--- START ---

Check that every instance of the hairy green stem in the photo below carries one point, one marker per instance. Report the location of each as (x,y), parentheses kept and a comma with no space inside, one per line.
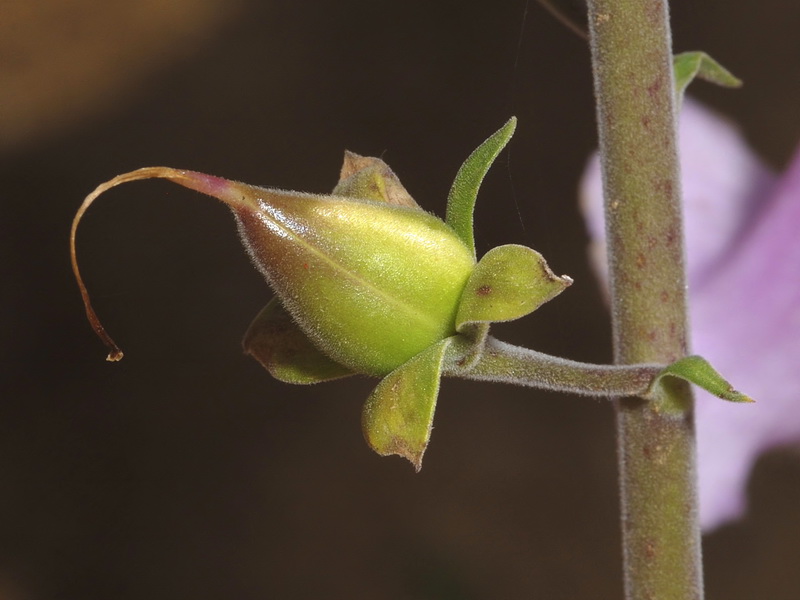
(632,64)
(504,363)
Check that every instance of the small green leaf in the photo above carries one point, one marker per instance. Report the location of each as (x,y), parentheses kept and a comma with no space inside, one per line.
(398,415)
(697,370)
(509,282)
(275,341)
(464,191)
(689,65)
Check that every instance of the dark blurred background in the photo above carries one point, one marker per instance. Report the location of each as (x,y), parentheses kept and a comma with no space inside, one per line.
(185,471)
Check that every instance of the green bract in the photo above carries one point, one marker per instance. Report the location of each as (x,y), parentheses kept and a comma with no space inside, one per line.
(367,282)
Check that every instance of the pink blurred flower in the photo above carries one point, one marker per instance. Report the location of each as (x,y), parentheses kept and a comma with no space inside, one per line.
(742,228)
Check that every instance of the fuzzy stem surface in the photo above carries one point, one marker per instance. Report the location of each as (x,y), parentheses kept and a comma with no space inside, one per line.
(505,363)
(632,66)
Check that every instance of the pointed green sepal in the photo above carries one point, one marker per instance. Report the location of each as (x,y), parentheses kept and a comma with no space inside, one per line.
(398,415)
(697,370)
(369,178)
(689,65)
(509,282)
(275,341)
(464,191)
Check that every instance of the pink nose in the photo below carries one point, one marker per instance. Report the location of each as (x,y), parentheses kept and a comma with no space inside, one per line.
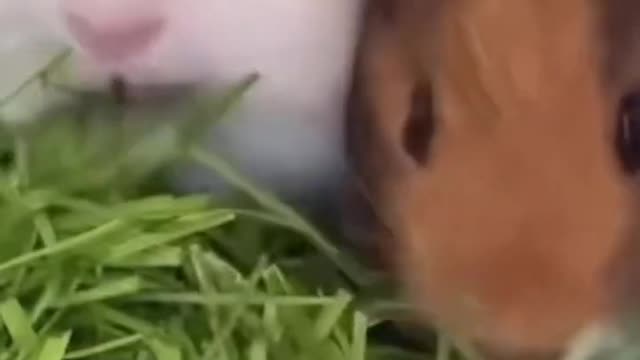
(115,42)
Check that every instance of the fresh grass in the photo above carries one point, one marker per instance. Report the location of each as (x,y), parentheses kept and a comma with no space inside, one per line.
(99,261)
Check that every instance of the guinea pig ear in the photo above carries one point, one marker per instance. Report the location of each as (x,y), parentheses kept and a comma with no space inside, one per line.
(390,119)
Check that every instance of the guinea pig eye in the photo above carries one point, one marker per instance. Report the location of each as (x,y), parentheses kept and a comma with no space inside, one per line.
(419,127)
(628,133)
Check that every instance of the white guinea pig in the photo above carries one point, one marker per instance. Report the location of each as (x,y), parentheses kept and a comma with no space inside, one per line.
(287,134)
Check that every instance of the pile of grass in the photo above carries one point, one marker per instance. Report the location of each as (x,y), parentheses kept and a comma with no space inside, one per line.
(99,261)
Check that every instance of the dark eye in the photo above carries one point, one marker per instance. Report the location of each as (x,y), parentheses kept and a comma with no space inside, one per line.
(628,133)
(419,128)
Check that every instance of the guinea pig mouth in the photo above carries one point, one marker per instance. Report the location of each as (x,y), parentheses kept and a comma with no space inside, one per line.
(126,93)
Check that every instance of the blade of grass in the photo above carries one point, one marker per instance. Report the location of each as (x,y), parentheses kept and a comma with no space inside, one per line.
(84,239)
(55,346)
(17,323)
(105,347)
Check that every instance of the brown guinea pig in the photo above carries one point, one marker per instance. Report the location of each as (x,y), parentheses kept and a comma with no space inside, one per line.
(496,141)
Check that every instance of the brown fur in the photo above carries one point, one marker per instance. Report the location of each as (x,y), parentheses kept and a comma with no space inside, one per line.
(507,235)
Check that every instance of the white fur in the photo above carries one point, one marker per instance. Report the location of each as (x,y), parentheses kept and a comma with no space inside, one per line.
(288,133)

--- END ---

* WHAT THIS TASK INVOLVES: Print the data again word for word, pictures excluded.

* SOLUTION TO THIS PROBLEM:
Check that every instance of the hairy green stem in the photo below carries one point, one marker per instance. Report the location of each as (x,y), parentheses kept and a comma with no space inside, one per line.
(632,64)
(504,363)
Check that every instance of the small green leaf in the photo above carries one point, one marker per instance. Report the location of each as (x,y), parentheses kept and a comma with no space inside, one per line.
(398,415)
(697,370)
(509,282)
(275,341)
(464,191)
(689,65)
Check that every instance of the dark blurred background in the photo above carries one point, one marker per instance. Report the location of each as (x,y), parentheses kept and a comma with no space inside, one per line.
(185,471)
Check that every instance of the green bract in the photo above carries one point, one marker per instance. Report the location of each as (x,y), parentheses kept and a comma with no space inside, one per line.
(367,282)
Check that every instance of the pink blurred flower in the photo above carries one point, one marker per instance. Report the location of each as (x,y), parentheses kept and a comma with no space inside, one per line.
(742,228)
Check that every instance of the fuzzy stem surface in the photo above carries one point, one marker per instance. Report the location of each as (x,y), parentheses kept and a comma with no space inside, one per line.
(505,363)
(632,66)
Check that every instance of the pointed green sepal in the photo above carries one point, one marker per instance. Report the location of each as (x,y), parentheses kept and a comma with no space inside, one per line.
(398,415)
(697,370)
(369,178)
(689,65)
(509,282)
(275,341)
(464,191)
Check that every instance of the pink nose in the photo below carries one point, one marker per instance. Report the location of each as (x,y), parentheses kept and a comma with no space inside, one per line.
(115,42)
Check that every instance of the fresh grass in the photo above carries one point, one marker per instance. Report the location of each as (x,y), parentheses kept and a comma with no space inside, one per line.
(99,261)
Check that every instance of the guinea pig ear in the photo above carries one point, one marker per instance. Report the location of each as (x,y), parentheses kept and a comma with no space inside, one per line.
(390,119)
Check that every instance of the guinea pig eye in the photo above carries one point, one marker per instance. Report the location of each as (x,y), parentheses kept and a comma with no space inside, one per line.
(419,127)
(628,133)
Check that every instance of the white guinea pig in the photo above carries one point, one marker per instance. Report the location of each as (x,y), parentheses kept and a comma with no space inside, one per line.
(287,134)
Check that every instance of the pile of grass in the photo above carries one point, one marker per instance. Report the location of each as (x,y), parentheses kept and a comma with no space inside, one per line.
(99,261)
Check that every instance of the dark eye in the photo above carries one point, one marker per instance. Report the location of each as (x,y), parentheses kept and a comma with no space inside, one per line.
(628,133)
(419,128)
Check that every instance of the guinea pig mouth in the photo above carries one point, one marker per instance. Report the location of each as (x,y), parentheses kept and a comma with no space inside, one per line.
(126,93)
Check that every instance of the blade of grass in the photo above carries one point, one marker per instance. Report the location of each as (x,y), parentheses kept and a comma with no space inside, one per line.
(84,239)
(55,346)
(17,323)
(105,347)
Check that every instance of the brown guinea pig in the photo above carries one point, one marker per instance. Report the location of each as (x,y), parentheses kept and a comma with no space inside, one per line.
(496,141)
Check that every instance of the brown fur in the photo above carries one point, one marker per instance. Report the location of each as (x,y), parentheses kept and a comma with no space inside, one per line.
(507,235)
Check that every instance of the white fur in the photo above carries one point, one marker per instance. Report the location of each as (x,y), parentheses kept and a comma with no space inside, one per line.
(288,133)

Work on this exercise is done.